> What you need to do
Extract the full listing below without altering a single character.

> Coordinate annotation entries
◇ ◇ ◇ ◇

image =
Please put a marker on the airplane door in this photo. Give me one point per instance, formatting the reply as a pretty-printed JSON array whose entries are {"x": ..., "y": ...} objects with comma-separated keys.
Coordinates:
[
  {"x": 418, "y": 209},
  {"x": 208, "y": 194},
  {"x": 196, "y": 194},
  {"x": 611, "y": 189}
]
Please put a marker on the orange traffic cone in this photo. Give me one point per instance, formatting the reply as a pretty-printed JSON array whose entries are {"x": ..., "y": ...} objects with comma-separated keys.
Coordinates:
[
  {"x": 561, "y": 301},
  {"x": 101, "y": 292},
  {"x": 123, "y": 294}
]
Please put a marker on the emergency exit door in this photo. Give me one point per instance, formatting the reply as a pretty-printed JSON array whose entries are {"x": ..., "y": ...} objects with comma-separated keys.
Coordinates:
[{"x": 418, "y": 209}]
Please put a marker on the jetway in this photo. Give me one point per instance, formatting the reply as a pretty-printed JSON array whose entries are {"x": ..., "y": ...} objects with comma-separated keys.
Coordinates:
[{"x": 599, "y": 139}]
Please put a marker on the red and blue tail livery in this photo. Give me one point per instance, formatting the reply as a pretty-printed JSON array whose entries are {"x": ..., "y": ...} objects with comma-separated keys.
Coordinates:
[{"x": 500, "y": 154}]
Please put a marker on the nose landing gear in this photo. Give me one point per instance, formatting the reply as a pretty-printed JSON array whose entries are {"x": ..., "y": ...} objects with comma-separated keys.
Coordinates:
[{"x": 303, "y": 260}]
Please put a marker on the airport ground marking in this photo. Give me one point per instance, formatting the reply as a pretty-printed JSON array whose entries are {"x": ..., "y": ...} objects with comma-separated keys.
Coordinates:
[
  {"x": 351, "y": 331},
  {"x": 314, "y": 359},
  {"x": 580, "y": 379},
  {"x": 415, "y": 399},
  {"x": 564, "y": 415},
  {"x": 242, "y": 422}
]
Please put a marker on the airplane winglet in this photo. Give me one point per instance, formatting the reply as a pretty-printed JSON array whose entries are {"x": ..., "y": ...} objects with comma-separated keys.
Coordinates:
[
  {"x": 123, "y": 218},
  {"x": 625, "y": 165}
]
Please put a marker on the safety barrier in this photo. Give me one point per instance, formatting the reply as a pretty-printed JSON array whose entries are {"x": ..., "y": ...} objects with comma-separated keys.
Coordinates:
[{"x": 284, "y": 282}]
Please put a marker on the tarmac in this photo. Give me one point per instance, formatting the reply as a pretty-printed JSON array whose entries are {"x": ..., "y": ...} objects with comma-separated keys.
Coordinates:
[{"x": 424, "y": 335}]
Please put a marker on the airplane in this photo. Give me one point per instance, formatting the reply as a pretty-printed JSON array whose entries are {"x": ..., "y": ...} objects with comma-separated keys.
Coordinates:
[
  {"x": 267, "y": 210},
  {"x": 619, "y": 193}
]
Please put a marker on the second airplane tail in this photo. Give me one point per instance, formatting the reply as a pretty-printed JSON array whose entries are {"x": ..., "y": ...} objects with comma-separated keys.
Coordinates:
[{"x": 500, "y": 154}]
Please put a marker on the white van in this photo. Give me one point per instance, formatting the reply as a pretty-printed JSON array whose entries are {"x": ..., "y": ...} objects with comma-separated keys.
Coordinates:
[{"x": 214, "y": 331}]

◇ ◇ ◇ ◇

> Task result
image =
Please put a marker on the airplane door in this photo. Give me one point per instance, formatting the reply as a pretty-printed JSON array whose entries are {"x": ..., "y": ...} objects with comma-separated keys.
Coordinates:
[
  {"x": 418, "y": 209},
  {"x": 208, "y": 194},
  {"x": 196, "y": 194},
  {"x": 611, "y": 189}
]
Please put a marker on the orange traffic cone in this photo. Give me one point per instance, formatting the reply as a pretty-printed JSON array whose entries are {"x": ..., "y": ...} objects with comma-separated keys.
Coordinates:
[
  {"x": 561, "y": 301},
  {"x": 101, "y": 292},
  {"x": 123, "y": 294}
]
Please put a marker on the emergency exit door in this photo. Give me one point per instance, formatting the reply as a pretty-printed JSON array whose entries are {"x": ..., "y": ...} objects with comma-separated keys.
Coordinates:
[{"x": 418, "y": 209}]
Please put a marker on the jetway in this photo. Give me one point per instance, formatting the reply as a pretty-printed JSON array whose entries are {"x": ..., "y": ...} objects with comma-separated keys.
Coordinates:
[{"x": 599, "y": 139}]
Please put a marker on the red and blue tail livery in this photo. Give me one point per instance, formatting the reply as a pretty-printed JSON array whose entries are {"x": ..., "y": ...} objects with comma-separated keys.
Coordinates:
[{"x": 500, "y": 154}]
Please put a marker on the nose landing gear in this photo. Give me one point per instance, formatting the reply as a pretty-printed JSON array whose entries are {"x": ..., "y": ...} objects with comma-separated keys.
Coordinates:
[{"x": 303, "y": 260}]
Please put a marker on the airport ground marking in this photo. Give me one point per instance, formatting the reply as a pretty-printed JSON array whose entries are {"x": ..., "y": ...} objects with comma-separated keys.
Coordinates:
[
  {"x": 351, "y": 331},
  {"x": 314, "y": 359},
  {"x": 580, "y": 379},
  {"x": 415, "y": 399},
  {"x": 564, "y": 415},
  {"x": 242, "y": 422}
]
Please put a marker on the airplane winglet in this photo. Give me one point per instance, formatting the reply as a pretty-printed JSON array whose entries are {"x": ..., "y": ...} objects with comma-separated keys.
Coordinates:
[
  {"x": 123, "y": 218},
  {"x": 625, "y": 165}
]
Please put a marker on the safety barrier in this photo. Give me one point per instance, formatting the reply as a pretty-printed JSON array whose entries are {"x": ..., "y": ...} objects with comma-separated keys.
Coordinates:
[{"x": 284, "y": 282}]
Please put a marker on the tarmac in this photo. Give me one point per instance, formatting the reply as a pretty-printed JSON array whose entries are {"x": ..., "y": ...} objects with comma-separated keys.
Coordinates:
[{"x": 424, "y": 335}]
Please put a marker on the airplane in this photo. Give me one point per instance, formatting the reply as a pretty-printed JSON array whose entries are {"x": ..., "y": ...} objects with comma-separated keys.
Coordinates:
[
  {"x": 267, "y": 210},
  {"x": 619, "y": 193}
]
Please put a marker on the second airplane tail in this photo. Give me one point per instance, formatting the reply as a pretty-printed JSON array whose entries are {"x": ..., "y": ...} objects with comma-separated keys.
Coordinates:
[{"x": 500, "y": 154}]
Please put a marker on the white van in this photo. Give me one point per instance, formatting the reply as a pretty-printed JSON array whose entries are {"x": ..., "y": ...} objects with comma-separated keys.
Coordinates:
[{"x": 214, "y": 331}]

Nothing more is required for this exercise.